这道题完全是上一道题目Balanced Binary Tree的一部分，实质就是计算高度。求出根的左子树高度和右子树高度，选择小的那个；至于子树的高度，可以使用递归求解。但是有一点需要注意的是，求得是root到leaf的路径，如果给的树是如下，发现左子树高度是1，右子树高度是0，那么是不是应该选择右子树呢，答案为1呢？不，这样就不是一条从根到叶子的路径的。

 3
 / 
9

代码

class Solution:
    def minDepth(self, root):
        """
        :type root: TreeNode
        :rtype: int
        """
        if not root:return 0
        if not root:return 0
        l = self.minDepth(root.left)
        r = self.minDepth(root.right)
        if min(l,r)==0:
            return l+r+1
        else:
            return 1+min(l,r)

困难

Path Sum III

题目

ou are given a binary tree in which each node contains an integer value.

Find the number of paths that sum to a given value.

The path does not need to start or end at the root or a leaf, but it must go downwards (traveling only from parent nodes to child nodes).

The tree has no more than 1,000 nodes and the values are in the range -1,000,000 to 1,000,000.

Example:

root = [10,5,-3,3,2,null,11,3,-2,null,1], sum = 8

      10
     /  \
    5   -3
   / \    \
  3   2   11
 / \   \
3  -2   1

Return 3. The paths that sum to 8 are:

1.  5 -> 3
2.  5 -> 2 -> 1
3. -3 -> 11

思路

题目大意：在树上找到所有的路径，使每一条路径的和等于目标值，路径不要求从根开始，以叶子节点结束。

首先，我们使用一个额外函数来找到一条符合要求的路径：如果当前节点值等于目标值，则count+1；递归求解该节点的左右子树；

难点是如何求不以root开始的符合要求的路径？就是把每一个节点都当作root处理。

代码

class Solution:
    def find(self,root,sum):
        if not root:return 0
        count = 0
        if root.val == sum:
            count += 1
        return count+self.find(root.left,sum-root.val)+self.find(root.right,sum-root.val)
    def pathSum(self, root, sum):
        if not root:return 0
        return self.find(root,sum) + self.pathSum(root.right,sum) + self.pathSum(root.left,sum)

Trim a Binary Search Tree

题目

Given a binary search tree and the lowest and highest boundaries as L and R, trim the tree so that all its elements lies in [L, R] (R >= L). You might need to change the root of the tree, so the result should return the new root of the trimmed binary search tree.

Example 1:

Input: 
    1
   / \
  0   2

  L = 1
  R = 2

Output: 
    1
      \
       2

Example 2:

Input: 
    3
   / \
  0   4
   \
    2
   /
  1

  L = 1
  R = 3

Output: 
      3
     / 
   2   
  /
 1

思路

题目大意：给出一个取值区间范围，削减二分搜索树使该树上的节点值均介于该取值范围内。

首先一定要利用该树是二分搜索树的一些性质，左子树的节点值小于右子树的节点值。递归求解，对于每一个节点，如果该节点值小于L，那么该节点及其左子树便被削减，递归求解其右子树；如果该节点值大于R，则该节点及其右子树被削减，递归求解其左子树；如果该节点值在范围内，则递归求解左子树和右子树。

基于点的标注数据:
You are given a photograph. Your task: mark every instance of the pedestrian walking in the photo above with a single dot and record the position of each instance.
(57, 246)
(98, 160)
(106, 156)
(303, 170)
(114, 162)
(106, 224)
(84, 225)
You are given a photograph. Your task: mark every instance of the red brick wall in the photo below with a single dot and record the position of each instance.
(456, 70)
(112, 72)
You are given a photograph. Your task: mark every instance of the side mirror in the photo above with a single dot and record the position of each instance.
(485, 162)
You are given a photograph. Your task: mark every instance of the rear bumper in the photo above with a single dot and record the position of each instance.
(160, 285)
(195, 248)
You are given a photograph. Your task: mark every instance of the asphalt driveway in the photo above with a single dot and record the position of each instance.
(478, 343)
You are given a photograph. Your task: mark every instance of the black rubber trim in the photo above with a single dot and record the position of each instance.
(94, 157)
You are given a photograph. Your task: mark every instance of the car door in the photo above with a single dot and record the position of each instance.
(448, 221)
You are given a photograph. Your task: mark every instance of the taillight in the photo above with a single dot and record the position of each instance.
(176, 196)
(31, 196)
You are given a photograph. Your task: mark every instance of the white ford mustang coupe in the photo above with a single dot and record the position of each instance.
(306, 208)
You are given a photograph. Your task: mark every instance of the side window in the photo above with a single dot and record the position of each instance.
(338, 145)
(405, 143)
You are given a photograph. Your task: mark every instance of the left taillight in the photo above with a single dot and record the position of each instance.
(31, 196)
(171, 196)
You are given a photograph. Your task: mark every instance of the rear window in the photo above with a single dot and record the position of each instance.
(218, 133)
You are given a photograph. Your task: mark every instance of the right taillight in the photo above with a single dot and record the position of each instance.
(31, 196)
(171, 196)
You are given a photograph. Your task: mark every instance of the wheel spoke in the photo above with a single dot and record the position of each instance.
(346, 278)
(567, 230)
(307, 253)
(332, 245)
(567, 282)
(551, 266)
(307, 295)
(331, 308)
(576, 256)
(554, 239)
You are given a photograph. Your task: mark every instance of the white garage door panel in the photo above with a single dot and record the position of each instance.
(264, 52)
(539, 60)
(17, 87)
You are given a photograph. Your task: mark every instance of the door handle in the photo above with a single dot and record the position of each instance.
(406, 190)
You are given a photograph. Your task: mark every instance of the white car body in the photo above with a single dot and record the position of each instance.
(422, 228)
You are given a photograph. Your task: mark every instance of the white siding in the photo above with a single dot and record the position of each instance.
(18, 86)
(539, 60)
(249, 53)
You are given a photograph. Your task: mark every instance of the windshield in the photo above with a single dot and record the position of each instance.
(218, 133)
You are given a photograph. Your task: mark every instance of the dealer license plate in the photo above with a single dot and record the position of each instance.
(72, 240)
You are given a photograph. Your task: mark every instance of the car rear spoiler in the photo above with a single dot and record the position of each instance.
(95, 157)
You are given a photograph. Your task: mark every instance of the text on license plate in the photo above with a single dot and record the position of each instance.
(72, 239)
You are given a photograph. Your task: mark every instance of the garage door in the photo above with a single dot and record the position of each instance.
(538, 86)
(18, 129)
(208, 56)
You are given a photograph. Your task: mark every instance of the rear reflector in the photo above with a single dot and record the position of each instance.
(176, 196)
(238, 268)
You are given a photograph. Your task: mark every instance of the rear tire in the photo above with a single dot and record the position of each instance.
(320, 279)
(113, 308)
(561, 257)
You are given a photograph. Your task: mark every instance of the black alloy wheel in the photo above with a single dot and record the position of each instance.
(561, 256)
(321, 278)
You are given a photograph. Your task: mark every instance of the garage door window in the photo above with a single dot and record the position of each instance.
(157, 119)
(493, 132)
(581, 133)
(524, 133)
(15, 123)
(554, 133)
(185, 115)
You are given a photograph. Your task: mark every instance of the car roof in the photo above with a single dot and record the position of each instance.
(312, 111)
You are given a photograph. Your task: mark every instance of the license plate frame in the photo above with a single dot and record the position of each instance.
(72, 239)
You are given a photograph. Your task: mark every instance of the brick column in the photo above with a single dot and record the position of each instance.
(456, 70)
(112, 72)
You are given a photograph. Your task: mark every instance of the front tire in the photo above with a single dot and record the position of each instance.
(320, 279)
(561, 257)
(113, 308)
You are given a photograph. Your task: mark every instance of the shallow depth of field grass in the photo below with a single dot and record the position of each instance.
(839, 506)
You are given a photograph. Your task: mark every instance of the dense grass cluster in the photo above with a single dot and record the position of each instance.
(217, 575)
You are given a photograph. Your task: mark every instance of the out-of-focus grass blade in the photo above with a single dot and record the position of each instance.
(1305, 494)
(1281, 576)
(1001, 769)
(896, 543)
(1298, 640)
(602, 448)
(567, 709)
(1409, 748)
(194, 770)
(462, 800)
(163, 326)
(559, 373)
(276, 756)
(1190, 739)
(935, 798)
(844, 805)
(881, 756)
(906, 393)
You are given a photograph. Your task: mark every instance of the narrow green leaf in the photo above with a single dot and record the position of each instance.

任务 1:
请把二叉树题解里从"ou are given"开始、一直到"to child nodes)."的这段一字不改地抄下来。
任务 2:
按二叉树题解的说法，修剪二分搜索树时，如果某个节点的值小于L，该怎么处理？
任务 3:
请接着二叉树题解最后一句往下续写。

最终答案 1:
ou are given a binary tree in which each node contains an integer value.

Find the number of paths that sum to a given value.

The path does not need to start or end at the root or a leaf, but it must go downwards (traveling only from parent nodes to child nodes).

最终答案 2:
这个节点和它的左子树都被削减掉，再递归处理它的右子树。

最终答案 3:
代码

class Solution:
    def trimBST(self, root, L, R):
        if not root:return None
        if root.val<L:
            return self.trimBST(root.right,L,R)
        if root.val>R:
            return self.trimBST(root.left,L,R)
        root.left = self.trimBST(root.left,L,R)
        root.right = self.trimBST(root.right,L,R)
        return root

Convert BST to Greater Tree

题目

Given a Binary Search Tree (BST), convert it to a Greater Tree such that every key of the original BST is changed to the original key plus sum of all keys greater than the original key in BST.

Example:

Input: The root of a Binary Search Tree like this:
              5
            /   \
           2     13

Output: The root of a Greater Tree like this:
             18
            /   \
          20     13

思路

题目大意：对于搜索二叉树上每一个节点，更新其值为该节点与比该节点值大的所有节点值和。如题目给的例子，2是最小值，所以更新其值为2+5+13=20；对于5，比它大的只有13，更新5+13=18；又因为13是最大值，不更新。

这样最先处理最右的节点，然后不断累积sum和，我们使用中序遍历思想，但是先遍历右子树，然后是父节点，最后是左子树。

代码

class Solution:
    def helper(self,root,tsum):   
        if root.right:
            root.right,tsum = self.helper(root.right,tsum)
        root.val += tsum
        tsum = root.val
        if root.left:
            root.left,tsum = self.helper(root.left,tsum)
        return root,tsum
    def convertBST(self, root):
        if not root:return root
        root,tsum = self.helper(root,0)
        return root

Diameter of Binary Tree

题目

Given a binary tree, you need to compute the length of the diameter of the tree. The diameter of a binary tree is the length of the longest path between any two nodes in a tree. This path may or may not pass through the root.

Example:
Given a binary tree

    1
   / \
  2   3
 / \     
4   5

Return 3, which is the length of the path [4,2,1,3] or [5,2,1,3].

Note: The length of path between two nodes is represented by the number of edges between them.

思路

题目大意：求二叉树的直径，直径的定义是树种最长路径。该直径可以不过root。

首先一看到不过root，就想到需要将左子树、右子树作为参数递归调用函数。那么问题就变成了如何求解一个点的最长路径？最长路径=左子树深度+右子树深度。那么问题就变成了如何求解树的深度。即如果树空，则深度为0；否则 深度=max（左子树，右子树）+1。该种解法重复遍历树多次。

思路是那样，但是我们想控制时间复杂度在O(N)，我们设置一个全局变量diameter，每次处理一个节点时，将该节点的深度与diameter比较，更新。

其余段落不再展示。